Your goal
Extract all lines in the data that contain the word "pixel".
Dataset content Block Start
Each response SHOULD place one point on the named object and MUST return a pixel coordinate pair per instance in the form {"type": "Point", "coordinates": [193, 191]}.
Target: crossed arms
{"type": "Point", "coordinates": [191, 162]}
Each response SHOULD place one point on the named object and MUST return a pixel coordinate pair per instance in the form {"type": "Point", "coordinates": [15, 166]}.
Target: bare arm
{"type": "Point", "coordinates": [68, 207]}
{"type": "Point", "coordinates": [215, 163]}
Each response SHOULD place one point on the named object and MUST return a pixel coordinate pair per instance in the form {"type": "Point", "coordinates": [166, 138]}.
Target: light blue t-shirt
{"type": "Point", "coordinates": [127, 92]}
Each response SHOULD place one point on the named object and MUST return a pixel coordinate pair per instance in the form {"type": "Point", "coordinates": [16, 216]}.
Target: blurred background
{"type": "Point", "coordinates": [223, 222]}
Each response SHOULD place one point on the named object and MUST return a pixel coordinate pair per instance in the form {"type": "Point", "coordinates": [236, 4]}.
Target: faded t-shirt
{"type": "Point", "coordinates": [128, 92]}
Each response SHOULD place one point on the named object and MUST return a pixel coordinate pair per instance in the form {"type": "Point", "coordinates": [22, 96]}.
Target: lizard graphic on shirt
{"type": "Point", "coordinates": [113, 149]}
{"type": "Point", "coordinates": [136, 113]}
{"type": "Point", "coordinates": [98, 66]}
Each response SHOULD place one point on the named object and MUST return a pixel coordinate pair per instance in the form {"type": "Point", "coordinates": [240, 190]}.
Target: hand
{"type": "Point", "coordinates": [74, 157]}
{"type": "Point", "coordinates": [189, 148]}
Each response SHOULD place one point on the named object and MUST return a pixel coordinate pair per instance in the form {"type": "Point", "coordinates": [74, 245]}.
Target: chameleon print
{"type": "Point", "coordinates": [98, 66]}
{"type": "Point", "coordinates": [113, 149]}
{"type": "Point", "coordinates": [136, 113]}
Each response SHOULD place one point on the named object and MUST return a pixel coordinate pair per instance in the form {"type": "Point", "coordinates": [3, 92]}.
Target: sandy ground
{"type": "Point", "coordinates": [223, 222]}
Dataset content Block End
Result of the task
Each response SHOULD place one point on the named object and MUST return a pixel coordinate pair per instance in the form {"type": "Point", "coordinates": [193, 191]}.
Each response SHOULD place one point on the named object and MUST return a pixel coordinate pair per instance in the form {"type": "Point", "coordinates": [15, 166]}.
Each response SHOULD place one point on the named object and MUST return a pixel coordinate pair per instance in the form {"type": "Point", "coordinates": [166, 138]}.
Each response SHOULD place one point on the named object and MUST return a pixel coordinate pair per instance in the form {"type": "Point", "coordinates": [16, 216]}.
Each response SHOULD place one point on the named object and MUST return a pixel coordinate pair per instance in the form {"type": "Point", "coordinates": [236, 4]}.
Each response SHOULD place one point on the named object and MUST return a pixel coordinate pair per instance in the form {"type": "Point", "coordinates": [22, 96]}.
Each response SHOULD place one point on the named object and MUST return a pixel coordinate pair per instance in the form {"type": "Point", "coordinates": [240, 190]}.
Each response SHOULD place one point on the named object and MUST return a pixel coordinate pair per instance in the form {"type": "Point", "coordinates": [74, 245]}.
Each response SHOULD place one point on the named object and MUST return a pixel coordinate pair per instance in the form {"type": "Point", "coordinates": [3, 92]}.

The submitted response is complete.